[Natural-language object grounding data]
# # # # #

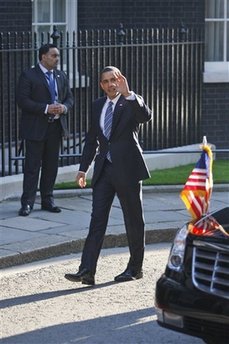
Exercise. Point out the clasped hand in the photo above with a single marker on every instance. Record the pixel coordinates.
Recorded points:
(56, 109)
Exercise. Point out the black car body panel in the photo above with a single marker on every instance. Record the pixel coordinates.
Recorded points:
(198, 292)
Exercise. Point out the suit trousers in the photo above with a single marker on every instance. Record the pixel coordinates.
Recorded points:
(41, 155)
(130, 197)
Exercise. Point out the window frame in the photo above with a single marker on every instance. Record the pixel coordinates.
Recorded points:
(218, 71)
(70, 22)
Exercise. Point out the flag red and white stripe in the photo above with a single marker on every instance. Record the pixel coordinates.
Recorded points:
(198, 188)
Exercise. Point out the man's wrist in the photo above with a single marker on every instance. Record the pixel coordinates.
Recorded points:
(130, 96)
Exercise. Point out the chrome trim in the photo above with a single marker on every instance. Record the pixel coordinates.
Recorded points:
(210, 268)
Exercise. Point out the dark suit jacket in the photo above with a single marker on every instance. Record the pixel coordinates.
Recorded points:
(32, 97)
(126, 153)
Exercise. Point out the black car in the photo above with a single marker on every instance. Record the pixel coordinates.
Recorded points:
(192, 296)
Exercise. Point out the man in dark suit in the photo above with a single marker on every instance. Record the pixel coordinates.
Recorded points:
(45, 98)
(119, 169)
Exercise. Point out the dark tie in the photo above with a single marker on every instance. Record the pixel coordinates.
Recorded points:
(51, 83)
(108, 124)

# # # # #

Repeat exactly, please: transcribe each entry and leave out the pictures.

• [SOLUTION TO THE PROBLEM]:
Exercise. Point out the clasped hand in the photo above with a single marker on every instance. Record the pixel coordinates.
Recorded points:
(56, 109)
Exercise. Point out the black car body panel in the photo above with a single marker on every instance. Record the pixel coordinates.
Recorded points:
(198, 292)
Exercise. Point out the suit trousers in the photo above with a single marker on every instance. Record the pixel coordinates.
Recorded points:
(41, 155)
(130, 197)
Exercise. Point out the window frame in the photo above with a single marker on every instance. Record the pixel coordinates.
Recorded points:
(218, 71)
(70, 22)
Exercise. Point out the flag red and white stripe in the photo above with a single marker on every instance. Record the pixel coordinates.
Recorded points:
(198, 188)
Exercise. Point out the man's wrist in the photo above with a single marker on every instance. Record the pixel coordinates.
Recorded points:
(130, 96)
Exercise. Point out the chrome trim in the photo above with a single marker on every instance. Record the pixel coordinates.
Recorded points:
(210, 268)
Exercise. Point out the dark suit jacket in the photo above with a single marker on every instance. Record the pixel coordinates.
Recorded points:
(32, 97)
(126, 153)
Exercise. Point out the black car in the photo above with a single marker on every instance. Record the pixel coordinates.
Recorded points:
(192, 296)
Exercise. Point out the man in dark suit in the photo above with a single marker on every instance. Record the pixel coordinates.
Recorded points:
(45, 98)
(119, 169)
Exercise. Point out the dark tie in the photo above with a single marker on every instance. Record the pixel coordinates.
Recorded points:
(51, 83)
(108, 124)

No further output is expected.